- Born: 14 June 1762
- Died: 10 July 1831 (aged 69)
- Education: Trinity College, Dublin
- Children: 12
- Father: Thomas Knox
- Relatives: Thomas George Knox (grandson) Thomas Knox (brother) George Knox (brother) Charles Knox (brother) Edmund Knox (brother)

= William Knox (bishop) =

Irish bishop

The Rt Rev William Knox (14 June 1762 – 10 July 1831) was Bishop of Killaloe and Kilfenora from 1794 to 1803 when he was translated to Derry.

==Life==
He was the fourth son of Thomas Knox, 1st Viscount Northland. At the age of about sixteen he entered Trinity College, Dublin, where in 1781 he graduated B.A. In 1786 he became rector of Pomeroy in the diocese of Armagh, after which he obtained the rectory of Callan in the Diocese of Ossory, and became chaplain to the Irish House of Commons.

__________

__GIVEN EXERCISE__:
Decide whether each statement agrees with the passage on William Knox, answering yes or no and quoting the words that settle it: 1. He graduated B.A. from Trinity College, Dublin, in 1781. 2. He was the eldest son of Thomas Knox. 3. He remained Bishop of Killaloe and Kilfenora until 1803. The rows are separate material, unrelated to the passage on William Knox.

__EXCERPTED RECORDS__:
__________

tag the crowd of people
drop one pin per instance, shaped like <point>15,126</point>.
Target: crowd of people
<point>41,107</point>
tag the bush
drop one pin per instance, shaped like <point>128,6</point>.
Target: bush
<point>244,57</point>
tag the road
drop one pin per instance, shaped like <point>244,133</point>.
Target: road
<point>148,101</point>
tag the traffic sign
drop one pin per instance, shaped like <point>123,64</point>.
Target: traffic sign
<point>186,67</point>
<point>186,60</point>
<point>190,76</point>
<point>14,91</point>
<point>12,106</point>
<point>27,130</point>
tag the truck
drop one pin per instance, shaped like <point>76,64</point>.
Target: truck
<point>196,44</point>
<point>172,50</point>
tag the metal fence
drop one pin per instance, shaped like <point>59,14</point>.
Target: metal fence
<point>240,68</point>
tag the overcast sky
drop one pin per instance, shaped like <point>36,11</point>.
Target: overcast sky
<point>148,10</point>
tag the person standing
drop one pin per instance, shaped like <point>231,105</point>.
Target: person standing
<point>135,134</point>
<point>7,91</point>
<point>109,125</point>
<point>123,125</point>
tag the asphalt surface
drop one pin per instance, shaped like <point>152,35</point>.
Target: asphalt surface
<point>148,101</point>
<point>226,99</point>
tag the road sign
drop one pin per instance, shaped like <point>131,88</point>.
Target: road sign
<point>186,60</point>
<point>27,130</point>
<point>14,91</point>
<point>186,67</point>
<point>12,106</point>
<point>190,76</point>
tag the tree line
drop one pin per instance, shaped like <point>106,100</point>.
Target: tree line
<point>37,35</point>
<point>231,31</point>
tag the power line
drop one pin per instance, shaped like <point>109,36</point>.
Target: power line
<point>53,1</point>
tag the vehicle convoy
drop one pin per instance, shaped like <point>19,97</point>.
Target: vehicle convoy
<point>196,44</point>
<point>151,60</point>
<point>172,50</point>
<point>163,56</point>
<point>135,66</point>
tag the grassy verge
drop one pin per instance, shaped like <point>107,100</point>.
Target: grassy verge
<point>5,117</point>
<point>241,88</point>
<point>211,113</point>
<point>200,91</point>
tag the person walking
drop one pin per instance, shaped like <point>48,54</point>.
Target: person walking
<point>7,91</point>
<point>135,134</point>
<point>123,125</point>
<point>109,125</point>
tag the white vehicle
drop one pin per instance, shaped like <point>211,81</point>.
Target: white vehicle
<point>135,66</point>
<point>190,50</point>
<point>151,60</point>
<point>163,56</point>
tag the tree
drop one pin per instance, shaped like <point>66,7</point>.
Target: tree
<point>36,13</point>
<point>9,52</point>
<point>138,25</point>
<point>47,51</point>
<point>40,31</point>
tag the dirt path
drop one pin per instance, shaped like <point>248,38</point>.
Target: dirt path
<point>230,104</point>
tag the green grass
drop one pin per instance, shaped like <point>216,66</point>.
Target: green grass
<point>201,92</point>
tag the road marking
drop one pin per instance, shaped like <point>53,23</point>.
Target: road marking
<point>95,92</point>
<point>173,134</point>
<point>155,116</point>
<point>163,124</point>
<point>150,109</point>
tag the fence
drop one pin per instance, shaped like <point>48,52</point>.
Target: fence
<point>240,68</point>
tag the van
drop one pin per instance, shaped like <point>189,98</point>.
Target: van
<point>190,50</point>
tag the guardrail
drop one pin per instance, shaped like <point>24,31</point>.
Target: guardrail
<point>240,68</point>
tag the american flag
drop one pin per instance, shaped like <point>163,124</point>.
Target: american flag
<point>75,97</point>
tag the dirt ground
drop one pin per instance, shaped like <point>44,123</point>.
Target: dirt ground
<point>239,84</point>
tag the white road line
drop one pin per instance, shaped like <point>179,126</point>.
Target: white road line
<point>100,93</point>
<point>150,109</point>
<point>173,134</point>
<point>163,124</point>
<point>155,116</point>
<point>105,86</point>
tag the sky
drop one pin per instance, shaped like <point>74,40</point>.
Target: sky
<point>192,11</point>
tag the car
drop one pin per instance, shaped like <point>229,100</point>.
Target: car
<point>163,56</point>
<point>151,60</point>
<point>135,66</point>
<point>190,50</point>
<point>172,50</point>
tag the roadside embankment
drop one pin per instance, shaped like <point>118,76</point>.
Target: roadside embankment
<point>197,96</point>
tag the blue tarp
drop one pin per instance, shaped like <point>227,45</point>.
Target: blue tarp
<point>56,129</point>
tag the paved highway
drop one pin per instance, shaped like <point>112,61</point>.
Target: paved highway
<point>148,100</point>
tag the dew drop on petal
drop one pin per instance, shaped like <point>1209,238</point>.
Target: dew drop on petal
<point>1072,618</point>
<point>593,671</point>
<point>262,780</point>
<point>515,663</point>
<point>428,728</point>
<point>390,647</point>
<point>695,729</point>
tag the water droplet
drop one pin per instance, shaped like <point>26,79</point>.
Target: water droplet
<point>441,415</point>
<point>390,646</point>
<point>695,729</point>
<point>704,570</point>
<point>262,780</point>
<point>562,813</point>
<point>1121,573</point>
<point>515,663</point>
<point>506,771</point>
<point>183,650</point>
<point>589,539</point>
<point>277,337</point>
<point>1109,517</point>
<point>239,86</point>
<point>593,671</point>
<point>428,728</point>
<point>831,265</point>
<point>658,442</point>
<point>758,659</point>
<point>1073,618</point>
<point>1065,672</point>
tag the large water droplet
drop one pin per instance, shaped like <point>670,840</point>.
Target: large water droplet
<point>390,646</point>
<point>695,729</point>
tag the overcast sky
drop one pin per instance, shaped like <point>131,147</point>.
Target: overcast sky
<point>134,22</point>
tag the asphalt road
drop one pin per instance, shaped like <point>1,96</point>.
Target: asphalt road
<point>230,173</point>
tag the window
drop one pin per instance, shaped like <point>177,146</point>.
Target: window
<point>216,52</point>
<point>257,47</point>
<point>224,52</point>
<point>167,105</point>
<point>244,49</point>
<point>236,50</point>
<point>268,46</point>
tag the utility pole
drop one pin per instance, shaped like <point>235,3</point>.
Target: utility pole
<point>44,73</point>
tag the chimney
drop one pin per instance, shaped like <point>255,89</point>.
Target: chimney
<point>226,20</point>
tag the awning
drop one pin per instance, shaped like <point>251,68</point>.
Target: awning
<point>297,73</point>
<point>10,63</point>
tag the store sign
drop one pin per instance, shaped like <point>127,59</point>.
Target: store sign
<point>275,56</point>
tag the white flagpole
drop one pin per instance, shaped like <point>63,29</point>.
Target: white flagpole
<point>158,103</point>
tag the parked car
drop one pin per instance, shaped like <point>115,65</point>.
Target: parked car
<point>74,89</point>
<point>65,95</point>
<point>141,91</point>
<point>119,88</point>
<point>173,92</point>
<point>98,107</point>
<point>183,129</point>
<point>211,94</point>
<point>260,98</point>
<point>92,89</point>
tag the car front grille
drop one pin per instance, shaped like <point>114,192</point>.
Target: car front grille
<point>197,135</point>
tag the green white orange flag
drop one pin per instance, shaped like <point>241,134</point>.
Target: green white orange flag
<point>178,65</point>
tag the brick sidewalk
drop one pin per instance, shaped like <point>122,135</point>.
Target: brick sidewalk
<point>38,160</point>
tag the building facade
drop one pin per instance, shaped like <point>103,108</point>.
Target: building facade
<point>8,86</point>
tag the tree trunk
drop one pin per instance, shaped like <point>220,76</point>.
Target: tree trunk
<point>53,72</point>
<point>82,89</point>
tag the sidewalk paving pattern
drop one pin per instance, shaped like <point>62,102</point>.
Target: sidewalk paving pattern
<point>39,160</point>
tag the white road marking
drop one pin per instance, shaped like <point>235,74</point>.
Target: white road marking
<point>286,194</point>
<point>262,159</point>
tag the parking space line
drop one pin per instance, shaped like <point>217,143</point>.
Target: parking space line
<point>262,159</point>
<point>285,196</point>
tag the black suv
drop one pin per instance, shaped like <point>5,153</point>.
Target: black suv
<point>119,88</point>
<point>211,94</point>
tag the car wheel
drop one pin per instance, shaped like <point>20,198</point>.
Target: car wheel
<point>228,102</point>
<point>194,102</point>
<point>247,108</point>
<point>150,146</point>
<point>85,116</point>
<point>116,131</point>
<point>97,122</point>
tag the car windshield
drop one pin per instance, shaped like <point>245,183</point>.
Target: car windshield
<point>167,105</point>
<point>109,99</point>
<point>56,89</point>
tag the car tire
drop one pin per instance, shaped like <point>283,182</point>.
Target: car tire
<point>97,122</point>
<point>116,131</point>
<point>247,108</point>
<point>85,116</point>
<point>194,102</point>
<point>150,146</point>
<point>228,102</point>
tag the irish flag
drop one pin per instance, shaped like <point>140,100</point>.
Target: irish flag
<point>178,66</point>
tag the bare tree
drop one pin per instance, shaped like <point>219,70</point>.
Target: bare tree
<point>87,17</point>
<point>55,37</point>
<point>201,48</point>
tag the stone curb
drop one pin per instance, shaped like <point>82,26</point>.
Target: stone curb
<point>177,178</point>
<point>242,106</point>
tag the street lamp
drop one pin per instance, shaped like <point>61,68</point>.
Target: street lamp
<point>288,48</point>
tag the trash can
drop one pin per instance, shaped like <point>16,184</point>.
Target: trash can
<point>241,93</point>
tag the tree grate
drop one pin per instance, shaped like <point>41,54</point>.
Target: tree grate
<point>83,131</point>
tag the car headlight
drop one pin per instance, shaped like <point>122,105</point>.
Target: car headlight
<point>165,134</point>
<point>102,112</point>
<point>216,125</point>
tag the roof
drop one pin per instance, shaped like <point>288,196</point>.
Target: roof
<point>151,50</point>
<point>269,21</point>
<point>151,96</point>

__________

__SOLUTION TO THE EXERCISE__:
1. Yes: "where in 1781 he graduated B.A."
2. No: "He was the fourth son of Thomas Knox, 1st Viscount Northland."
3. Yes: "Bishop of Killaloe and Kilfenora from 1794 to 1803 when he was translated to Derry."